↓
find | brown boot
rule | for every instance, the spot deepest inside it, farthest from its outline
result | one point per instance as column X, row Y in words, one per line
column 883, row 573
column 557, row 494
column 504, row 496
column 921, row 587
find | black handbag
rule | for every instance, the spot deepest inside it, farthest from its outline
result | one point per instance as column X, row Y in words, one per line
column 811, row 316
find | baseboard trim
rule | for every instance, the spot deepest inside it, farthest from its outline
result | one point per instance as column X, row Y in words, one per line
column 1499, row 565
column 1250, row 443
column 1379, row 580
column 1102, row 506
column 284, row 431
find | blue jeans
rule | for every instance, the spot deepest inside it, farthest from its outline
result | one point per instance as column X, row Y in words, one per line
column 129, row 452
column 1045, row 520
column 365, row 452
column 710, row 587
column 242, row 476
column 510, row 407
↑
> [Task instructions]: Copy the material above, line for line.

> [Exercise response]:
find | brown boot
rule | for every instance, the spot deepest inside it, farthest from its outline
result | one point per instance as column X, row Y in words, one per line
column 883, row 573
column 557, row 494
column 504, row 496
column 921, row 587
find | black handbag
rule | for every instance, the spot deepest inside it, farthest from its outline
result | one point per instance as column X, row Y in words, one per line
column 811, row 316
find | baseboard trim
rule | for every instance, the spot deepest inside it, farthest from its outline
result | one point per instance as column X, row Y in words, one per line
column 1499, row 565
column 1250, row 443
column 1379, row 580
column 1102, row 506
column 284, row 431
find | blue jeans
rule | for every instance, the spot deepest inside it, farthest from its outline
result | one point per instance as column X, row Y in words, one per line
column 129, row 452
column 1045, row 520
column 365, row 452
column 710, row 587
column 242, row 476
column 510, row 407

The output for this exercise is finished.